◆ Problem: Nothing in the data should be left out or altered when it is retyped.

◆ Available records:
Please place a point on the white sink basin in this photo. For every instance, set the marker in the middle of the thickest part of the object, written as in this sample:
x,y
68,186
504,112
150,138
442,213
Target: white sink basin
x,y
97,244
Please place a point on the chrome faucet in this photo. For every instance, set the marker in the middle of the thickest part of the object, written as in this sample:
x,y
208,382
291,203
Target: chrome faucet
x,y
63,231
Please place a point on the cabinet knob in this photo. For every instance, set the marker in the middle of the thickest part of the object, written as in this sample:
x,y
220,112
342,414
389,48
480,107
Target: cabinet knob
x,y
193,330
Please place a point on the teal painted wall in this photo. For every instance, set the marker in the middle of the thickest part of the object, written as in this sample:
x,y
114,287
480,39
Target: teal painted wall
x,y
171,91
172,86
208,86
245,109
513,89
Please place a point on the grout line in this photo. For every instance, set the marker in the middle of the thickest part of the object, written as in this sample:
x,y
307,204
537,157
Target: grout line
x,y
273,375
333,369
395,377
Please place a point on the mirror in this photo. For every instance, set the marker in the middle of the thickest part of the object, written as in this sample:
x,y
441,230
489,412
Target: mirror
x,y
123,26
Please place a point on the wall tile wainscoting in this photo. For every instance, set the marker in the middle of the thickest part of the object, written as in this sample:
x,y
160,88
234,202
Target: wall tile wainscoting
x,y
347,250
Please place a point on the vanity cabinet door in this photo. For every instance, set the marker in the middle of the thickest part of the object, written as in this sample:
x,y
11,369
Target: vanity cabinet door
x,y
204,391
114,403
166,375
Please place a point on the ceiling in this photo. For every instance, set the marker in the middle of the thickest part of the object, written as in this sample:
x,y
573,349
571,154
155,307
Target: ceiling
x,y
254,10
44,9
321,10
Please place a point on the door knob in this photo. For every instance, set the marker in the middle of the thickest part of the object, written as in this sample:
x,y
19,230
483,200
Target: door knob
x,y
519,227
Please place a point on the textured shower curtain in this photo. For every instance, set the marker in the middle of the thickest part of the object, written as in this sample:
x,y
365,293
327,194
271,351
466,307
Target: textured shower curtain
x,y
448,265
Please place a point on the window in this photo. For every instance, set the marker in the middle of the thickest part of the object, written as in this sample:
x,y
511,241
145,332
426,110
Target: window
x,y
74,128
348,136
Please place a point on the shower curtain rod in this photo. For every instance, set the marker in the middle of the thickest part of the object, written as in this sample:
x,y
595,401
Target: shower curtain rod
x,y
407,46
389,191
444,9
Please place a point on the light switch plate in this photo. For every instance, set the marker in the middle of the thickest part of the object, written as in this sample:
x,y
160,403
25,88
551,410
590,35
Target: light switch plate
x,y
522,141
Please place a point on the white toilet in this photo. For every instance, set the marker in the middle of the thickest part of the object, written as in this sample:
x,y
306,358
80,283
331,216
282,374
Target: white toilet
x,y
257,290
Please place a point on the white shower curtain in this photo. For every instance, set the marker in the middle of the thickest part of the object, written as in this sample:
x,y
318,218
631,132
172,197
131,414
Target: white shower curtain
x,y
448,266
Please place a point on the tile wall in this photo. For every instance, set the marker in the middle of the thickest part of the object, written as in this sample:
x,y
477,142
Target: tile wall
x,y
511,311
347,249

◆ Finished exercise:
Please place a point on the white sink basin in this photo. For every instance, set the marker in the middle of the thickest part of the object, written as in this sample:
x,y
68,186
504,112
150,138
442,213
Target: white sink basin
x,y
97,244
Please place a point on the chrome faucet in this photo. For every instance, set the marker in the middle of the thickest part of the object, written as in this sample:
x,y
208,382
291,203
Target: chrome faucet
x,y
63,231
Please place a point on the cabinet knob in this photo. For every instance, set the marker in the middle of the thickest part of the object, written as in this sample:
x,y
220,112
342,414
389,48
480,107
Target: cabinet knob
x,y
193,330
Please place a point on the teal painted wall in this photo. For every instance, set the marker in the middle of the thickest part of the object, written as in this sample:
x,y
114,287
480,39
Target: teal painted wall
x,y
171,91
172,86
208,86
245,109
513,89
Please place a point on the grout line in this photo. For every instance, set the marker in the middle of the thickest part of the object, written as in this sample:
x,y
307,204
537,157
Target: grout line
x,y
273,375
333,369
395,377
Please place a point on the mirror in this photo. For every instance, set the marker in the middle of the thickest part of the object, written as in this sample:
x,y
441,230
489,412
Target: mirror
x,y
123,26
Please place a point on the wall tile wainscoting in this photo. For every instance, set the marker in the middle of the thickest part of the object, written as in this sample:
x,y
160,88
234,202
Target: wall tile wainscoting
x,y
347,250
Please place a point on the vanity cabinet door in this photo. For every instance, set the marker in the middle of the thickest part of the object, written as in this sample:
x,y
11,369
Target: vanity cabinet door
x,y
204,391
114,403
166,375
Please place a point on the ceiling in this photo. For every instance, set the marker in the middle of the thickest part of the object, written as in this sample:
x,y
573,349
571,154
155,307
Target: ceiling
x,y
254,10
44,9
321,10
Please place a point on the door knob in this photo. For every instance, set the marker in the middle of the thickest part of the object, written as in this sample:
x,y
19,230
483,200
Target: door knob
x,y
519,227
Please place a point on the textured shower curtain in this photo. For every instance, set the marker in the middle of the thickest part of the object, written as in this sample:
x,y
365,293
327,194
271,351
466,307
Target: textured shower curtain
x,y
448,265
Please place a point on the window in this photo. For every instance, set the marker in the middle of the thickest part of the object, written as in this sample:
x,y
511,241
145,332
426,110
Target: window
x,y
74,128
348,136
Please place a point on the shower curtain rod in this photo. For every instance, set the marker in the middle of the thickest part of the object, written as in this sample:
x,y
595,401
Target: shower curtain rod
x,y
407,46
389,191
444,9
Please place a point on the light switch plate in this photo. For every instance, set the marker in the middle of the thickest part of the object, written as in this sample:
x,y
160,403
25,88
551,410
590,35
Target: light switch plate
x,y
522,141
Please place a point on the white toilet in this photo. For every instance, set the marker in the middle of the thickest part of the object, written as in this sample:
x,y
306,358
80,283
331,216
282,374
Target: white toilet
x,y
257,290
Please place a point on the white shower curtain in this photo. For every instance, set the marker in the middle of the thickest part of the object, written as in this sample:
x,y
318,218
631,132
172,197
131,414
Target: white shower curtain
x,y
448,266
Please place a point on the tile wall in this photo. For every instance, set the marker in the middle of the thickest part of the object, written as in this sample:
x,y
477,142
Target: tile wall
x,y
511,311
347,249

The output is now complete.